What you have to do — Nothing but the lines from the start of the entries through the line holding "negative clicks: (641, 112) (700, 108)" is to be repeated, exactly and with pictures excluded.

Given data —
BEGIN
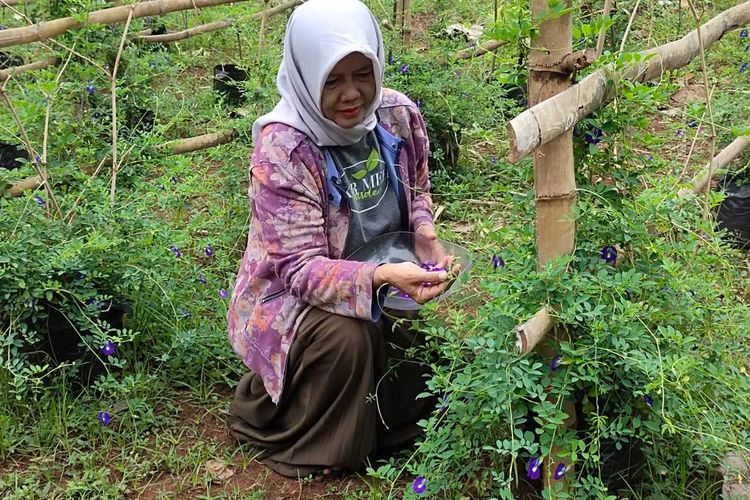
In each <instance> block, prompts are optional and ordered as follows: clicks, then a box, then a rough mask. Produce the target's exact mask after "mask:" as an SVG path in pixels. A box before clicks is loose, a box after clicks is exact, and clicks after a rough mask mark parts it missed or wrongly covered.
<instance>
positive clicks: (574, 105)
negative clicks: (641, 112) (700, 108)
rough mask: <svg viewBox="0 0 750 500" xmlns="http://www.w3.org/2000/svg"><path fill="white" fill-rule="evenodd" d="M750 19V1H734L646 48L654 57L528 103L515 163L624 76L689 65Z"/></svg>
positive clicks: (643, 77) (587, 78) (578, 115)
mask: <svg viewBox="0 0 750 500" xmlns="http://www.w3.org/2000/svg"><path fill="white" fill-rule="evenodd" d="M747 24H750V1H747V2H744V3H742V4H740V5H737V6H735V7H732V8H731V9H729V10H726V11H724V12H722V13H721V14H719V15H718V16H716V17H714V18H713V19H711V20H710V21H708V22H707V23H705V24H704V25H702V26H701V34H700V36H701V40H700V41H699V40H698V31H697V30H694V31H691V32H690V33H688V34H687V35H685V36H684V37H682V38H681V39H680V40H677V41H674V42H670V43H667V44H664V45H661V46H659V47H655V48H653V49H649V50H645V51H643V52H641V54H642V55H643V56H644V57H649V59H648V60H644V61H643V62H641V63H639V64H635V65H631V66H627V67H625V68H623V69H619V70H618V69H616V68H615V67H614V66H608V67H606V68H602V69H600V70H598V71H595V72H593V73H591V74H590V75H589V76H587V77H586V78H584V79H583V80H581V81H580V82H579V83H578V84H577V85H575V86H573V87H571V88H569V89H567V90H566V91H564V92H561V93H560V94H558V95H556V96H554V97H552V98H550V99H547V100H546V101H543V102H540V103H538V104H536V105H535V106H533V107H531V108H530V109H527V110H526V111H524V112H523V113H521V114H520V115H518V116H517V117H515V118H513V120H511V121H510V123H509V124H508V135H509V139H510V148H509V152H508V161H510V162H511V163H515V162H517V161H518V160H520V159H521V158H523V157H525V156H527V155H528V154H530V153H531V152H532V151H534V150H535V149H536V148H537V147H539V146H540V145H543V144H547V143H548V142H550V141H551V140H553V139H555V138H556V137H559V136H560V135H561V134H564V133H568V132H570V130H572V129H573V127H574V126H575V124H576V123H578V122H579V121H580V120H581V119H582V118H583V117H585V116H587V115H589V114H590V113H591V112H593V111H594V110H596V109H597V108H599V107H600V106H601V105H602V104H604V103H607V102H609V101H611V100H612V99H613V98H614V96H615V88H616V83H617V82H618V81H621V80H632V81H638V82H645V81H650V80H654V79H656V78H659V77H660V76H661V75H662V74H664V72H666V71H670V70H673V69H677V68H681V67H683V66H686V65H687V64H688V63H690V61H691V60H692V59H693V58H695V57H696V56H698V55H700V53H701V43H702V45H703V47H704V49H706V48H708V47H709V46H711V45H712V44H713V43H714V42H716V41H717V40H719V39H720V38H721V37H722V36H724V34H725V33H727V32H728V31H731V30H733V29H735V28H738V27H740V26H744V25H747Z"/></svg>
END
Result of this task —
In each <instance> block, prompts are optional and ordered as follows: clicks, then a box, then a rough mask. Produce the target's exact mask after "mask:" as an SVG path in pixels. A box before clicks is loose, a box after clicks is exact, and clicks after a rough mask mark parts it missed or wrongly covered.
<instance>
positive clicks: (574, 105)
negative clicks: (641, 112) (700, 108)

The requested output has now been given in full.